:: Task instructions ::
1. Pull out every line of the records that contains the word "each".
2. Carry on the excerpt about conformance requirements and test subpurposes from its final sentence.

╭─ Document excerpt

Figure 1: Requirements, test purposes and subpurposes

Conformance requirements provide a subdivision of the protocol behaviour: every relevant aspect of the protocol is described with one or more requirements. Subpurposes provide another subdivision. As both the entire set of conformance requirements and the subpurposes cover the protocol behaviour, the building blocks of the original subdivision (the conformance requirements) can be described by the building blocks of the second subdivision (the subpurposes).

To formulate this relationship, let  $SP = \{s_1, s_2, \dots, s_k\}$  be the set of subpurposes and for each requirement we associate a subset of SP:

$$r_j \longmapsto SP_{r_i} \subseteq SP \text{ for } j = 1, 2, \dots, m$$
 (2)

We can extend relation <u>check</u> to subpurposes by defining the set of subpurposes that are checked by test case  $t_i$  (i = 1, 2, ..., n):

$$t_i \longmapsto S_{t_i} \subseteq SP \text{ where } S_{t_i} \stackrel{def}{=} \{ s \in SP \mid \exists r \in REQ, r \in P_{t_i}, s \in SP_r \}$$

$$t_i \stackrel{def}{\iff} s_j \stackrel{def}{\iff} s_j \in S_{t_i}$$

$$(3)$$

So far we have described the theoretical way of introducing subpurposes and defining sets of  $S_{t_i}$ . In practice, the requirements and therefore the sets  $P_{t_i}$  are not given, so we have to define the sets  $S_{t_i}$  directly and skipping the association described in (2). We discuss this method in the next section.

As a summary, we classified the most important notions of test selection with respect to their properties (Table 1). Test cases and test purposes are available in standardized test documents, while subpurposes and requirements are usually not. The difference between requirements (given or not given) and subpurposes is that subpurposes are automatically detectable by definition.

Table 1: The classification of the most important notions of test selection

|           | Automatically detectable | Not automatically detectable |
|-----------|--------------------------|------------------------------|
| Given     | test case                | test purpose                 |
| Not given | subpurpose               | requirement                  |

### 3.2 Determination of subpurposes

In the previous section we introduced subpurposes as automatically detectable parts of the protocol behaviour which can approximate the conformance requirements. In this section we present a possible way to determine subpurposes.

The conformance requirements have four components ([13]):

- Messages and their parameters
- Time periods
- States
- Protocol mechanisms

Furthermore, according to the standard ([9]), OSI protocol specifications define dynamic conformance requirements in terms of Protocol Data Units (PDUs) and Abstract Service Primitives (ASPs), that is, data elements.

On the other hand, messages and their parameters from the list above, in other words the data, play an increasingly important role in recent protocols. Take for

example the modern WWW protocols (HTTP1.1), or the latest internet protocol (IPv6).

For these reasons, we make the data elements equivalent with the subpurposes. That is, we relate the purpose of a test case to the set of data elements sent or received in the test case. Of course, this way we get only an approximation of the real purpose of the test case but as experimental results show, this approach can be justified.

On the other hand, data elements used in a test case can be detected automatically with the help of the TTCN machine processable format of an ATS.

╰─
╭─ Supplied material

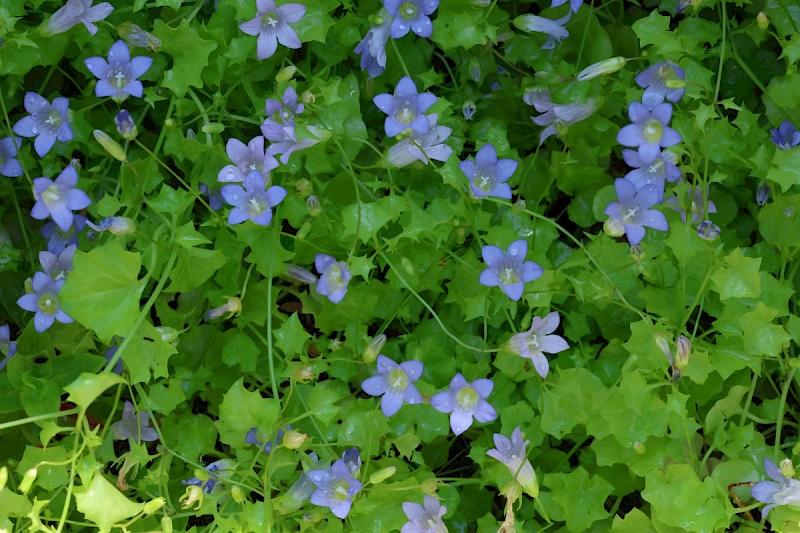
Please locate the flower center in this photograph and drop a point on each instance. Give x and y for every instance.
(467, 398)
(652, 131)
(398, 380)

╰─
╭─ Supplied material

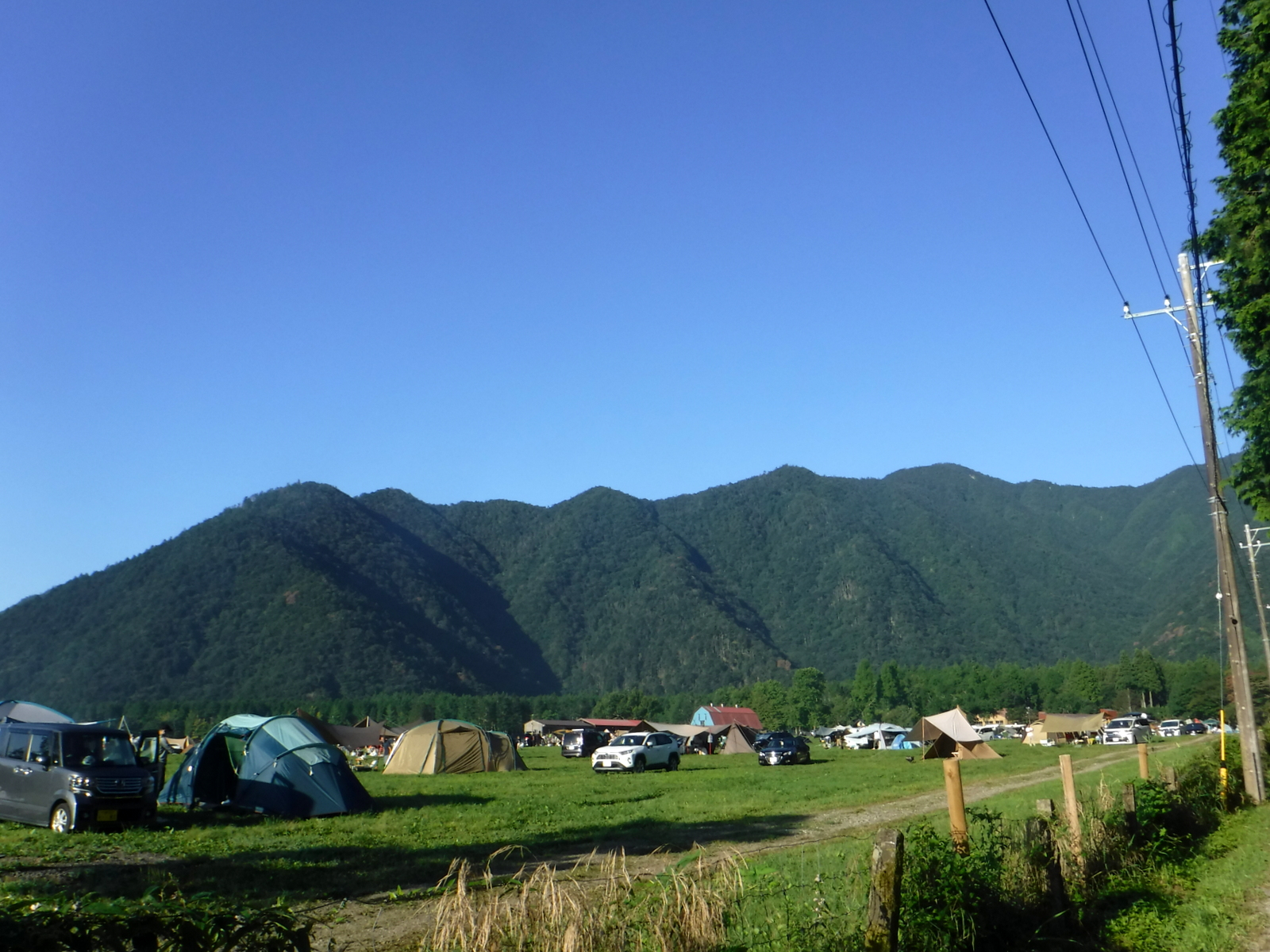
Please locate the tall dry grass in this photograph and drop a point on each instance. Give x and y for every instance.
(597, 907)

╰─

:: Exercise answers ::
1.
Please locate the flower center in this photograph and drop a point on each instance. Give x and y for every instance.
Please locate the tall dry grass in this photograph and drop a point on each instance. Give x and y for every instance.

2.
To make it formal, let  $DATA = \{d_1, d_2, \dots, d_q\}$  be the data elements used by the protocol. To every test case  $t_i$  we assign the protocol data elements sent or received in  $t_i$ :

$$D_{t_i} \stackrel{def}{=} \{ d \in DATA \mid d \text{ used in } t_i \}$$

Now, as mentioned above, let us map the data elements onto subpurposes, i.e., SP := DATA by identifying the set of subpurposes checked by a test case with the set of data elements used in it:

$$S_{t_i} := D_{t_i}, \quad (i = 1, 2, \dots, n)$$
 (4)

#### 3.3 Abstract data levels

Data elements are not well-defined notions in conformance testing, for different reasons. First, because protocols are different with respect to data content. There are protocols where the data have much more importance than the behaviour control part, while in other protocols there is more emphasis on the control. In this latter case, the variety of data is usually poor and its characterizing part lies 'deeper', for example, in the parameters of the messages.

Secondly, different standardization institutes and test suite writers issue ATSs written in different ways. One prefers to use few, highly parameterized ASPs and PDUs, while the other employs more ASP and PDU constraints.

To get a generic view of data elements, let us now examine what is common in the data of every ATS. Evidently, there is always a hierarchy in data elements. There are data elements on higher or lower level. Thus, let us define the *abstract data levels* as a generic frame to describe this hierarchy. A simple possible set of abstract data levels is the following:

- 1. level of data type
- 2. level of data
- 3. level of data parameter

This model is the simplest possible one, as further levels, such as the level of the parameters' parameters can be included, depending on the structure of the data.

To determine the subpurposes, we have to decide which level is the most important in the ATS. The level which expresses most of the protocol behaviour will play the role of subpurposes. This decision is made intuitively, based on the protocol and the way the ATS was written.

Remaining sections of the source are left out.